◆ Extracted material ◆
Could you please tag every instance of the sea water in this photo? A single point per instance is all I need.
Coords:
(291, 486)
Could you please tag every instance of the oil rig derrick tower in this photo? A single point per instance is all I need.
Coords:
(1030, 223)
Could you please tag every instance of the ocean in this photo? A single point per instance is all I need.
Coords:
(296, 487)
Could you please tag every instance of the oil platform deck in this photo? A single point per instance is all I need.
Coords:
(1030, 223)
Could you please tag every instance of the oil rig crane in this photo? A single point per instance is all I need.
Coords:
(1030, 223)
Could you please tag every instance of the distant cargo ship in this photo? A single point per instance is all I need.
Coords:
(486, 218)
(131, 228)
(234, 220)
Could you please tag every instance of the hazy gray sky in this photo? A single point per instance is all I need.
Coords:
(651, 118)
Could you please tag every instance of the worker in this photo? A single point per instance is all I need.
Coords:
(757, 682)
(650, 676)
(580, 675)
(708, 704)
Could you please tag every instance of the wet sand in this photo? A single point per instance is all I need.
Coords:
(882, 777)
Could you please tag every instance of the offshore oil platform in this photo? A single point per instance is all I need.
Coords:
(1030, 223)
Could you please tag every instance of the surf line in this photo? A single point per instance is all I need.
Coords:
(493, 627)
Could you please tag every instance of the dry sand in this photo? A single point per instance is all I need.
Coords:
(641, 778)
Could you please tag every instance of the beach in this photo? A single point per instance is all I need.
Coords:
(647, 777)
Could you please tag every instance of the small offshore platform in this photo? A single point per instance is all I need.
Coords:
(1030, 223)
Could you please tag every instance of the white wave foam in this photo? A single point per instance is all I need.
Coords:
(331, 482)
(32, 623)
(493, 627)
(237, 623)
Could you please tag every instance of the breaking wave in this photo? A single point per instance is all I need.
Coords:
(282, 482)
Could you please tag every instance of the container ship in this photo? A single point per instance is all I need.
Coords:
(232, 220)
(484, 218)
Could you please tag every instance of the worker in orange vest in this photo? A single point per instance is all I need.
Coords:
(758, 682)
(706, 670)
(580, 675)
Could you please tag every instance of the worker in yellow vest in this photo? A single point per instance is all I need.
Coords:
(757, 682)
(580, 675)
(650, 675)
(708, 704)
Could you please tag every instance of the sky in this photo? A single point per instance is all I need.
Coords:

◆ About this exercise ◆
Take every line above that includes the string "wave" and return it.

◆ Response for this exercise ◆
Could you please tag every instance of the white wave foam in this photo? A single point per instance is all I need.
Could you please tag every instance of the breaking wave in this photo? A single point per instance is all I need.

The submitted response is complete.